TEXTO FORNECIDO —
═══

A sensação de se estar em constante perigo é desgastante e destrói-nos lentamente. No caso das crianças pode provocar enormes retrocessos no seu desenvolvimento, que poderão nunca ser recuperados. É claro que não é só as crianças de países em guerra que podem sentir-se constantemente em perigo. Também ocorre em situações de violência doméstica, por exemplo, e com resultados muito semelhantes. Mas, por agora, foquemo-nos nas situações de conflito armado. 

As sirenes tocam toda a noite, a qualquer momento, impedindo um sono tranquilo. Mesmo os bebés que não compreendem o que se passa, não conseguem dormir com o barulho e agitação. 

Têm de fugir de suas casas. O seu porto seguro, o lugar onde deveriam sentir-se em paz, já não é seguro de todo. Para além da insegurança, todas as crianças precisam de manter a noção de pertença, a um grupo, a um espaço… com o potencial desaparecimento da sua casa, essa sensação de pertença desaparece. A vida pode nunca mais voltar ao que elas entendem como normal. Tudo o que eles conhecem agora é o medo, a fome, a sede, a solidão e a incerteza.

Onde está o pai?

Uma das mudanças mais drásticas e desastrosas que a guerra traz é a morte de pessoas próximas, pessoas que as crianças conhecem, amam, pessoas que são uma referência. Mas a morte não é a única que arranca estas pessoas às crianças.

Há muitas circunstâncias que podem provocar um afastamento da criança da família. A mais comum é o facto de terem de fugir com as mães e os pais terem de ficar para trás. Porque o pai fica naquele sítio perigoso? 

O desaparecimento, mesmo que momentâneo de um dos progenitores é um dos eventos mais traumáticos da vida de uma criança. E eles sabem que essa pessoa está em perigo. 

Stress permanente

O stress é uma condição em que o indivíduo vivencia um desafio que está além das suas capacidades de enfrentamento. Esta poderia ser também uma das descrições da guerra.

O stress é especialmente prejudicial nos primeiros anos de vida. A maleabilidade do cérebro nesta fase da vida torna-o particularmente sensível às influências ambientais, provocando uma alteração significativa da organização cerebral da criança.

═══

A SUA TAREFA —
Enumere tudo o que, segundo o texto sobre as crianças em contextos de guerra, as crianças conhecem agora, de acordo com a frase que começa por "Tudo o que eles conhecem agora". Os itens que se seguem não são necessários.

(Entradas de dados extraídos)
═══

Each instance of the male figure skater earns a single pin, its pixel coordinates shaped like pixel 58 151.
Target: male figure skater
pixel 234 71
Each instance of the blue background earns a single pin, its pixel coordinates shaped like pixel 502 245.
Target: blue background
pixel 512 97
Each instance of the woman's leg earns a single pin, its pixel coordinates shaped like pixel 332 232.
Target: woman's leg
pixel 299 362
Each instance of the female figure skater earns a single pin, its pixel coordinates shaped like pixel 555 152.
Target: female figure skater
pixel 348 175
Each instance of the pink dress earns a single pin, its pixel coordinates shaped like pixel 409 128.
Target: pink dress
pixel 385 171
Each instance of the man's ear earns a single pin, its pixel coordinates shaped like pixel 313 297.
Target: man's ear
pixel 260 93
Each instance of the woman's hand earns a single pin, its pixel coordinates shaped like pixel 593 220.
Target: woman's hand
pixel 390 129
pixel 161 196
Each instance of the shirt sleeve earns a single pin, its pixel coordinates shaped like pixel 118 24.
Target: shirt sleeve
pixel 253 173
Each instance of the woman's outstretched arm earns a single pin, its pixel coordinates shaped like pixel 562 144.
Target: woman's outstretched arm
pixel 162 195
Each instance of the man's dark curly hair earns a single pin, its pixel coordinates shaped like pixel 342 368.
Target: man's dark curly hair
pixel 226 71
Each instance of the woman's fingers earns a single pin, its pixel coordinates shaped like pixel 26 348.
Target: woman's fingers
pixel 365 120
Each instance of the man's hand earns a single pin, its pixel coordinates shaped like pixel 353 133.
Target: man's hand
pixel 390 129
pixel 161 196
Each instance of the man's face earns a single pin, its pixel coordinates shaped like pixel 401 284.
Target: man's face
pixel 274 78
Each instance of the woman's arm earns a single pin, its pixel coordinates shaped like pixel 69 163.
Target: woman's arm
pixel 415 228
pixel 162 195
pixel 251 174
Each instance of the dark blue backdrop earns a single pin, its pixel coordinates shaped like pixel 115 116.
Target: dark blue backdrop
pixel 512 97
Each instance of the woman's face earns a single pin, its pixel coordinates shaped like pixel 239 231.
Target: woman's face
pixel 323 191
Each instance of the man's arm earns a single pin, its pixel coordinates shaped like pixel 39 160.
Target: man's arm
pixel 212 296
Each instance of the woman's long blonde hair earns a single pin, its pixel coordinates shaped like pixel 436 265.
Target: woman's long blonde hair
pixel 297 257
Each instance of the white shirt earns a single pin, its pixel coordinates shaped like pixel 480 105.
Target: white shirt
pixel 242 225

═══

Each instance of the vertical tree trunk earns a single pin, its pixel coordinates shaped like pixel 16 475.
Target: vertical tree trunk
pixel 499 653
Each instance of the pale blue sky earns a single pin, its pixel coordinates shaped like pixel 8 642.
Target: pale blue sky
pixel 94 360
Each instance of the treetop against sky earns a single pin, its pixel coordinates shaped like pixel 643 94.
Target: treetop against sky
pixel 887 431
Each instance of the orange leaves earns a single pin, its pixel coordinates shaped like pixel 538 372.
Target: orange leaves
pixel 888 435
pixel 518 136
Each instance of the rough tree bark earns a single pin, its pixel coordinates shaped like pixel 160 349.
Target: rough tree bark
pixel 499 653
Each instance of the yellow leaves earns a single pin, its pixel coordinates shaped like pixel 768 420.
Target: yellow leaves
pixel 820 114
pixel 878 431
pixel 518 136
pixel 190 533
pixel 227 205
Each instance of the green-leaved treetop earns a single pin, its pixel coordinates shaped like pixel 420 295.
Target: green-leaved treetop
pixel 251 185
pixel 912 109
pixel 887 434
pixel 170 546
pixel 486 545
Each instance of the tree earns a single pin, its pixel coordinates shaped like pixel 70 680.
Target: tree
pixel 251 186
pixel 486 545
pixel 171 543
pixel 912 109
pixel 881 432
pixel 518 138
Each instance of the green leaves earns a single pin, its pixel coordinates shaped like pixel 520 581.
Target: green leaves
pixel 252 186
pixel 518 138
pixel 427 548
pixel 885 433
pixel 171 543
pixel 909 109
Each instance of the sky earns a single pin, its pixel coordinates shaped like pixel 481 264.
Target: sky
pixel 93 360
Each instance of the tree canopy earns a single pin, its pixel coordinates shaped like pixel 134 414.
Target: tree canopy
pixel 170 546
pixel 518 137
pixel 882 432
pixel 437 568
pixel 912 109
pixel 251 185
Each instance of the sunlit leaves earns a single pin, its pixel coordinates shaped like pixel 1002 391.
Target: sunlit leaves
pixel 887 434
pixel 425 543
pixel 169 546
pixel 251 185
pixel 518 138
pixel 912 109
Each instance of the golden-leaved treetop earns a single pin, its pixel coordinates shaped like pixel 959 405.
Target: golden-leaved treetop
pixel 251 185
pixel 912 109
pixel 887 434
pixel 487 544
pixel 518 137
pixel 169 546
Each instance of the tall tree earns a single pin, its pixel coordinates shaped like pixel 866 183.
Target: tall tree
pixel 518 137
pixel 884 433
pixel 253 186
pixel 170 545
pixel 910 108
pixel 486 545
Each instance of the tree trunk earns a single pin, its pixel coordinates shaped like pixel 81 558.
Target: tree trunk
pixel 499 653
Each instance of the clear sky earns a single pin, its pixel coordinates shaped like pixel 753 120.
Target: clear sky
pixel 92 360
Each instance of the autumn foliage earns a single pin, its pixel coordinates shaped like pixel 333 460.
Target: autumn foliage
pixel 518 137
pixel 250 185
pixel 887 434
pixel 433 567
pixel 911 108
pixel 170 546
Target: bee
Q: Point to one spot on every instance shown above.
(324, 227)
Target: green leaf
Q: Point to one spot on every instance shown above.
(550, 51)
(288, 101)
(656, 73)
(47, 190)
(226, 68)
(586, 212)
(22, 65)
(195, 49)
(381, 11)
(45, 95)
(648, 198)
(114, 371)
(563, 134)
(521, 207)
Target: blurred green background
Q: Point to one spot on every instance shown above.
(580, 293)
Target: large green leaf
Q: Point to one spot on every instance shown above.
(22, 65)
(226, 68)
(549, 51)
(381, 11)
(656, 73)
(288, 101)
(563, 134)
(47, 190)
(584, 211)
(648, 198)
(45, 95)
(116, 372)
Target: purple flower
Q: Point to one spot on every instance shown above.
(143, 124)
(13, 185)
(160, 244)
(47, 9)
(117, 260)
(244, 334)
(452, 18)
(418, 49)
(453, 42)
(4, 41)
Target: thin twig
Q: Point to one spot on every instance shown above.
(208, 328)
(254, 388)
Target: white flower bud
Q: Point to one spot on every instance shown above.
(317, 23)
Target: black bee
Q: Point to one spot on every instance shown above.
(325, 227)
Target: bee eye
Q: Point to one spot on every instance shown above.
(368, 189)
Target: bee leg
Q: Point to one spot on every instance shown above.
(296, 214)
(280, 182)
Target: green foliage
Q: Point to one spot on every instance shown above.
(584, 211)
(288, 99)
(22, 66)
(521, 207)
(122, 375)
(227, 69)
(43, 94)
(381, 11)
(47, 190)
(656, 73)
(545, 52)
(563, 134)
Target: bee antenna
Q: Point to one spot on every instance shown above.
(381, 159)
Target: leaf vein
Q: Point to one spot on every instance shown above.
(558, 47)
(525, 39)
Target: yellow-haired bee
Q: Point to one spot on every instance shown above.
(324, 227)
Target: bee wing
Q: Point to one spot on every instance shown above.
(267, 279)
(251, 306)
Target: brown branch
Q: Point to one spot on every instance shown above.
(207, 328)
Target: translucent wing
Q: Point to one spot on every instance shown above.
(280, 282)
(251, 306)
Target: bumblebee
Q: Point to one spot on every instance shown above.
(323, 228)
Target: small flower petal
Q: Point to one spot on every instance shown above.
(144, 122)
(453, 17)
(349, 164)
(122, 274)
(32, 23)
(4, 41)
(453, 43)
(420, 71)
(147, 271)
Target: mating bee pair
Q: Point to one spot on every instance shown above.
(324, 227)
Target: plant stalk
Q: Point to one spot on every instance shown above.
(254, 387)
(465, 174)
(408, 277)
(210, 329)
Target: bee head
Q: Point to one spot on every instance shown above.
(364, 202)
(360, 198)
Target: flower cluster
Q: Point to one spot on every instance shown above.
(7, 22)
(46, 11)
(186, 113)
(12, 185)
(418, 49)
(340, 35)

═══

RESPOSTA AO EXERCÍCIO —
O medo, a fome, a sede, a solidão e a incerteza.